### PASSAGE SHOWN
..............................
Studies linking LS to higher or lower risks of other types of cancers than vulvar are scarce. The results in this study suggest that there is a positive association between LS and malignant tumors of the breast, which contradicts the results of a previous study [24]. It is difficult to explain these different results, but they may be due to genetic or geographical variations in the population of interest. To clarify these contradictory results, the relationship between LS and malignant tumors of the breast should be further investigated in larger nationwide register studies.
Furthermore, the current study revealed a positive association between LS and prostate cancer which has not been studied before. We included this malignancy in our study based on personal clinical observations and patient history that led to high clinical suspicion of positive associations between penile LS and prostate cancer.
There were no patients in this study with LS and concomitant malignant tumor of the urethra. In Sweden, urethral tumors are rare, and a nationwide study should be conducted to obtain valid results and to confirm, or reject, a possible association between the diseases. There was no significant association between LS and malignant tumors of the testicle, ureter, bladder or urethra. Larger nationwide studies are needed to investigate a possible association.
Increased comorbidity in patients with LS
As in previous studies, there was no significant increase in seropositive RA among patients with LS compared to controls. However, the results showed an increased OR for other non-seropositive RA. There was a significant association between systemic lupus erythematosus (SLE) and LS in the current study. Concomitant SLE and LS have previously only been reported in a few case reports and more recently, an increased risk for SLE in LS patients was found in a Finnish case–control study [25]. An increased odds ratio was found for diabetes mellitus type 1 (DM1). A study conducted by Virgilli et al. in Italy has provided noteworthy insights. Their findings revealed that individuals affected by LS displayed a higher prevalence of being overweight or obese when compared to the broader Italian population [26]. An American study confirming older data suggested that autoimmune thyroid disease is more common in patients with LS with 2.67-, 2.88-, 2.34- and 2.05-fold increases in odds of having thyroiditis, autoimmune thyroiditis, hypothyroidism and hyperthyroidism, respectively [27]. The current study did not find a significant association between thyroiditis and LS despite the already established relationship in women [28]. However, this study shows that patients with LS have an increased risk for thyrotoxicosis, which is in line with previous studies [27]. Lichen ruber planus is commonly found coexisting with LS lesions [18]. The strong association presented in this study supports this.
The associations between LS and alopecia areata, ulcerative colitis [19] and vitiligo [17] shown in this study confirm previous findings of a relation of LS to these autoimmune diseases. However, this study has also shown an association between LS and Crohn´s disease, which has not been reported before.
Vasculitis has previously been reported to coexist with LS, possibly owing to the HLA-DR bearing keratinocytes demonstrated in both diseases and the consequent presence of lymphocytic infiltrate containing numerous activated T-cells [29].
..............................
### STUDY MATERIAL
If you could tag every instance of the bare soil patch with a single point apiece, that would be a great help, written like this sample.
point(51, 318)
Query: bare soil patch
..............................
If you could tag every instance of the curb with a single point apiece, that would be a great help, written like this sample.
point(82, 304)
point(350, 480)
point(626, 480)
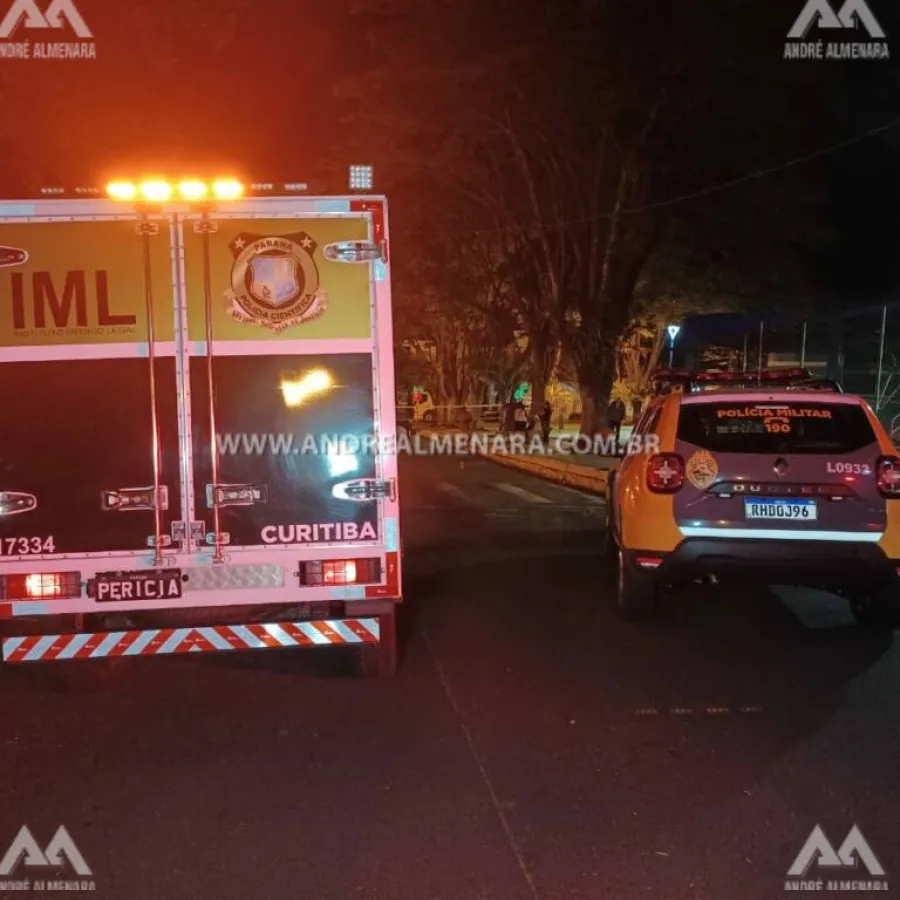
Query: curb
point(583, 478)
..............................
### THE PROBLEM
Reproduce the section of the LS passage from "Studies linking LS" up to and including "nationwide register studies.", without any changes.

### TASK RESPONSE
Studies linking LS to higher or lower risks of other types of cancers than vulvar are scarce. The results in this study suggest that there is a positive association between LS and malignant tumors of the breast, which contradicts the results of a previous study [24]. It is difficult to explain these different results, but they may be due to genetic or geographical variations in the population of interest. To clarify these contradictory results, the relationship between LS and malignant tumors of the breast should be further investigated in larger nationwide register studies.